● Task brief
Down to the last line, restate the listing below exactly.

*** Records supplied Section Begins ***

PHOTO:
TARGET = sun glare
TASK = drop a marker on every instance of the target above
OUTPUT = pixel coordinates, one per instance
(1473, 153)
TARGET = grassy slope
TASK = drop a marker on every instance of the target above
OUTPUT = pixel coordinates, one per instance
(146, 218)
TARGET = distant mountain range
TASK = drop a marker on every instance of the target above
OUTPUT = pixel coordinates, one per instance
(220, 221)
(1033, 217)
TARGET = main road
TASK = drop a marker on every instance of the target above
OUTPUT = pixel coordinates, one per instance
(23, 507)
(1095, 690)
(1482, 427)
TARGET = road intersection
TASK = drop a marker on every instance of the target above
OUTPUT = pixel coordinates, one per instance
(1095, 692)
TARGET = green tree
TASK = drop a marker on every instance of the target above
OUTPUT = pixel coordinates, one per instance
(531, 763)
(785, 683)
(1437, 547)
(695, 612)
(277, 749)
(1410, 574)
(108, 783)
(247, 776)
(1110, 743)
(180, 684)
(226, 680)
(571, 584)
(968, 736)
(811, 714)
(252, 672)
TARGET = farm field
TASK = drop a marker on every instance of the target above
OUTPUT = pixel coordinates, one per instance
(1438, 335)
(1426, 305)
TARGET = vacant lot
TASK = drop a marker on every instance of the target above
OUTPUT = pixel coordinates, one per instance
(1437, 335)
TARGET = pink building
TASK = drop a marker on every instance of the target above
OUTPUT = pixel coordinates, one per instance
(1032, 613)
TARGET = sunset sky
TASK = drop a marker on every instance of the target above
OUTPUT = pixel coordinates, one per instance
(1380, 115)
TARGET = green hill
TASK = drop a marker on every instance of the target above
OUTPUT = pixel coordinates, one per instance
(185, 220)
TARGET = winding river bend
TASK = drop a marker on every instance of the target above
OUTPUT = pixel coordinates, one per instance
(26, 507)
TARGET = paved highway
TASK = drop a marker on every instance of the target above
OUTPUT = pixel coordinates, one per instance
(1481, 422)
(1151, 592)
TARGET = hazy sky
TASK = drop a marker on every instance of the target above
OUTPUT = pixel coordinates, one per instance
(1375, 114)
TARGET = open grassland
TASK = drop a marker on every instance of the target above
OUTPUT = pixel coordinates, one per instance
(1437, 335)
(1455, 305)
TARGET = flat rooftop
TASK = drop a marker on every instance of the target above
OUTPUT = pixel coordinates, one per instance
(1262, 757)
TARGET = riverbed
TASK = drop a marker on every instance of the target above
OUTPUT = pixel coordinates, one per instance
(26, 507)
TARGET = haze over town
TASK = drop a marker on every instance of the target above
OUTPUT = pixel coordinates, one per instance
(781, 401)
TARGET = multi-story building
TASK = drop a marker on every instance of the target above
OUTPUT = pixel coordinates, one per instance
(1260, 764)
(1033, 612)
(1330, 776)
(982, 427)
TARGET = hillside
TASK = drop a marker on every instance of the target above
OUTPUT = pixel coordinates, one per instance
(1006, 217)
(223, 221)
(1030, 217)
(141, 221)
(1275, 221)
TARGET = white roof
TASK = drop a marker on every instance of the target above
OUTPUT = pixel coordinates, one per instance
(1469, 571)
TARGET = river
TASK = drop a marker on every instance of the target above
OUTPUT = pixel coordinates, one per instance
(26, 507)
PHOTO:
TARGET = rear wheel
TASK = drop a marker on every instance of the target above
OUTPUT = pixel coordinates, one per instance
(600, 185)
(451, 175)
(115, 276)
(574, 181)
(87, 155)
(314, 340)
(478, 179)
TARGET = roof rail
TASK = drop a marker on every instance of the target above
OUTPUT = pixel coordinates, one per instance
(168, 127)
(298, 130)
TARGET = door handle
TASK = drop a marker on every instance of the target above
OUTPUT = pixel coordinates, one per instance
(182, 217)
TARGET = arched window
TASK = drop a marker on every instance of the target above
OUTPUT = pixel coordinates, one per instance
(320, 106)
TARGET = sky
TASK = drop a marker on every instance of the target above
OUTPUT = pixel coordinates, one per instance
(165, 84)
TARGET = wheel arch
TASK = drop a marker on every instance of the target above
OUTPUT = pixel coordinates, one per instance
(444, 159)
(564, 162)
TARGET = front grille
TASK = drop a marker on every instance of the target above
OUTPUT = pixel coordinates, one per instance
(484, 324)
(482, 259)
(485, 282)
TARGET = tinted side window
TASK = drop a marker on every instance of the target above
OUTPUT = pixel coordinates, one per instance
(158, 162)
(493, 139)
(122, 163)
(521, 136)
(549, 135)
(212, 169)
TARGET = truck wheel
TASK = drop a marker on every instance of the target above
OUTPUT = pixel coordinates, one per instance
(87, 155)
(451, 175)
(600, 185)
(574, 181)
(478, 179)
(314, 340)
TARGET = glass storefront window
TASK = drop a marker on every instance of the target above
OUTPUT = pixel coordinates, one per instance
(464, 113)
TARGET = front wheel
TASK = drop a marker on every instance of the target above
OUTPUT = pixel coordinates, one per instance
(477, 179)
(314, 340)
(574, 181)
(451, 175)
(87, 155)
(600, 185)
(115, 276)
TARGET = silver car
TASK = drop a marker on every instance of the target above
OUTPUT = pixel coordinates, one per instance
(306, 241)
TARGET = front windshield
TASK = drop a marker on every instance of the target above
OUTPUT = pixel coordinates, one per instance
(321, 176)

*** Records supplied Section Ends ***

● Task result
PHOTO:
TARGET = sun glare
TASK = drop a marker on every instance of the target above
OUTPUT = pixel coordinates, one per instance
(1473, 153)
TARGET = grassy slope
TASK = drop a marker on every instance of the target above
OUTPUT = pixel coordinates, one per instance
(146, 218)
TARGET = distant mountain range
TASK = drop a marker on every instance of the target above
OUTPUT = pixel coordinates, one per instance
(220, 221)
(1033, 217)
TARGET = main road
TASK = drop a marker on every instance of the target above
OUTPUT = pixel coordinates, one per instance
(23, 507)
(1095, 690)
(1482, 427)
TARGET = road intersection
TASK = drop a marker on every instance of the target above
OUTPUT = pixel coordinates, one per instance
(1095, 692)
TARGET = green tree
TASK = drop a marker on every instance of the target above
OUTPUT = pixel coordinates, one per instance
(531, 763)
(785, 683)
(1437, 547)
(695, 612)
(277, 749)
(1410, 574)
(108, 783)
(247, 776)
(1110, 743)
(180, 684)
(226, 680)
(571, 584)
(968, 736)
(811, 714)
(252, 672)
TARGET = farm field
TASK = drop a marker on every instance of the target above
OUTPUT = pixel coordinates, one per instance
(1438, 335)
(1426, 305)
TARGET = vacant lot
TASK = drop a marker on every instance of the target above
OUTPUT = pixel coordinates, one per instance
(1437, 335)
TARGET = pink building
TASK = drop a marker on every instance of the target above
OUTPUT = pixel coordinates, one per instance
(1032, 613)
TARGET = sunset sky
TASK = drop a marker on every instance of the target above
OUTPUT = pixel coordinates, one per instance
(1380, 115)
TARGET = green hill
TASK = drop a marker on every instance of the target above
OUTPUT = pixel coordinates, one per instance
(185, 220)
TARGET = winding river bend
TASK = drop a marker on every instance of the target above
OUTPUT = pixel coordinates, one per instance
(26, 507)
TARGET = paved highway
TASK = drop a marker on every instance of the target above
OUTPUT = pixel coordinates, one per instance
(1481, 422)
(1151, 592)
TARGET = hazy sky
TASK = drop a marker on every instance of the target above
OUTPUT = pixel coordinates, one per instance
(1375, 114)
TARGET = open grassland
TASK = drop a marker on every instance of the target above
OUTPUT = pixel coordinates, one per instance
(1437, 335)
(1455, 305)
TARGET = flat rooftop
TASK = drop a marker on every instance of the target above
OUTPUT = pixel coordinates, one per instance
(1262, 757)
TARGET = riverbed
TASK = drop a marker on every instance of the target above
OUTPUT = pixel coordinates, one per instance
(26, 507)
TARGET = haze over town
TASK = drop a marker on every instance of the target above
OUTPUT = pixel coordinates, one per instance
(781, 401)
TARGET = multi-story building
TASK = drop a marker on every instance of the target above
OUTPUT = pixel coordinates, one per instance
(1260, 764)
(1033, 612)
(1330, 776)
(982, 427)
TARGET = hillside
TASK = drop a marker on every instance of the target above
OUTPUT = pixel coordinates, one per instance
(1006, 217)
(223, 221)
(1030, 217)
(141, 221)
(1275, 221)
TARGET = white roof
TASK = drop a marker on every instance of the target above
OUTPUT = pixel coordinates, one per instance
(1469, 571)
TARGET = river
TASK = drop a marker on every instance of the target above
OUTPUT = pixel coordinates, one per instance
(26, 507)
PHOTO:
TARGET = rear wheel
TASK = drop a marker on every instance of the target above
OUTPUT = pixel coordinates, one per instance
(600, 185)
(451, 175)
(115, 276)
(574, 181)
(87, 155)
(314, 340)
(478, 179)
TARGET = roof rail
TASK = drop a marker on every instance of the target above
OUTPUT = pixel coordinates, one per instance
(168, 127)
(298, 130)
TARGET = door handle
TASK = drop a marker on every instance of the target above
OUTPUT = pixel coordinates, one per instance
(182, 217)
TARGET = arched window
TASK = drop a marker on every instance of the target above
OUTPUT = pixel coordinates, one per instance
(320, 106)
TARGET = sky
TASK = drop a marker on every instance of the target above
OUTPUT = pixel coordinates, one per instance
(165, 84)
TARGET = wheel arch
TASK = drop a marker on every instance of the target above
OUTPUT = pixel coordinates, one per instance
(444, 159)
(564, 162)
TARGET = front grille
TASK = drop a marker on every instance of the target above
OUTPUT = pixel coordinates, one per instance
(484, 324)
(482, 259)
(485, 282)
TARGET = tinted side window
TASK = drop a marker on every instance of the target above
OUTPUT = pixel coordinates, one per instance
(158, 162)
(493, 139)
(122, 163)
(521, 136)
(549, 135)
(212, 169)
TARGET = truck wheel
TASK = drop a marker on every instance of the target above
OUTPUT = pixel coordinates, one per instance
(87, 155)
(451, 175)
(600, 185)
(574, 181)
(478, 179)
(314, 340)
TARGET = glass storefront window
TASK = drop a marker on every instance of the target above
OUTPUT = pixel coordinates, one per instance
(464, 113)
TARGET = front wheel
TASK = drop a marker on every instance of the target above
OUTPUT = pixel coordinates, one per instance
(477, 179)
(314, 340)
(574, 181)
(451, 175)
(87, 155)
(600, 185)
(115, 276)
TARGET = silver car
TASK = drop a marker on every instance of the target above
OUTPUT = pixel coordinates, one per instance
(306, 241)
TARGET = front windshield
TASK = drop a marker on every instance of the target above
OUTPUT = pixel coordinates, one per instance
(321, 176)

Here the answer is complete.